- _Excerpted text_

Anxiety and Understanding

Generally, there is much misunderstanding of mental illness in the world. Mental illness doesn’t receive the same support and sympathy as other ailments. I suffered from severe anxiety for most of my life, as did my mother and my maternal grandmother. for which, we as a family received little support or understanding. It is partly that I grew up surrounded by anxiety, that it seemed normal, that anxiety seemed to be a part of me. It was wonderful to discover that anxiety wasn’t a part of me, that it was simply an illness and it wasn’t something I had genetically inherited.

I fortunately managed to to self diagnose and work through a solution to this chronic anxiety. I still get anxious from time to time, because anxiety is a natural part of existence. It is perhaps for this reason that people don’t understand anxiety or such conditions as depression, because there is a perception that people are simply wallowing in it or using it as an excuse. Most of the time people with such conditions aren’t behaving that way out of choice, they fervently wish that they were healthy.

One of the issues that I struggled with in overcoming anxiety, is that often people don’t understand what it is like to recover from such a condition, to become ‘normal’ [by normal I mean mentally healthy]. It’s like being re-born and you realise that there is this whole world of social interaction that you can now participate in fully. That the people who like you and you share positive experiences with are no longer confined to people who suffer from debilitating conditions themselves. you no longer find the need to seek out the vulnerable to find people to be open and honest with. The issue has been for me, one of being more open with ‘normal’ people. Being open with ‘normal’ people is great, it’s only a problem if you open up about your past anxiety, because ‘normal’ people don’t understand it.

It took me quite a while to appreciate the difficulty of discussing anxiety, an issue the other people have scant understanding of. It’s kind of a taboo subject, something people don’t want to think about. I can completely understand this taboo, as it’s like the fear of trying to understand the motivations of a terrorist or a serial killer, the fear that this mental condition could happen to you, the fear that you may contract anxiety and not have the skills and knowledge to get out of it easily.

It was especially problematic for me as I didn’t know anyone else who had overcome anxiety, to ‘compare notes’ and to realise that I wasn’t the only person in the world who this had happened to. I kind of needed some reassurance that not being anxious was really a good, healthy way of being, that I could just stay not being continually worried. Also the people who had encouraged me to be more confident and less paranoid, were people I couldn’t thank properly, as they didn’t understand, that what happened to em was more profound that simply building up confidence and experience of situations; even as an anxious person I still built up confidence with experience of situations.

- _Aim of the exercise_
In the essay on anxiety and understanding, which relatives of the writer also had severe anxiety?

- _Records shown_
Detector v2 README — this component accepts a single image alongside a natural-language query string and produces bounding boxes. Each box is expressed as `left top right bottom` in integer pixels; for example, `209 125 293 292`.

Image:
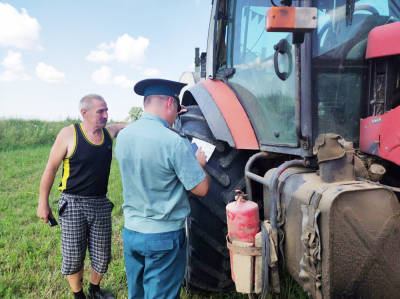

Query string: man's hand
36 203 54 223
196 146 207 168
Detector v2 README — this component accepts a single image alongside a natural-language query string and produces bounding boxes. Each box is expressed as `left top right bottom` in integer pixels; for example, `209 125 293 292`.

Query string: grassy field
0 119 306 299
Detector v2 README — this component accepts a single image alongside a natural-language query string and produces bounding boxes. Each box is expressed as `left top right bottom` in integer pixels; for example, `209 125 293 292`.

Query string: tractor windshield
312 0 400 143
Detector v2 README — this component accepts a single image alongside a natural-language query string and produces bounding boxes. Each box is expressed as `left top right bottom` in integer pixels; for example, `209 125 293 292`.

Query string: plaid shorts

- _Solution for this problem_
The writer's mother and maternal grandmother.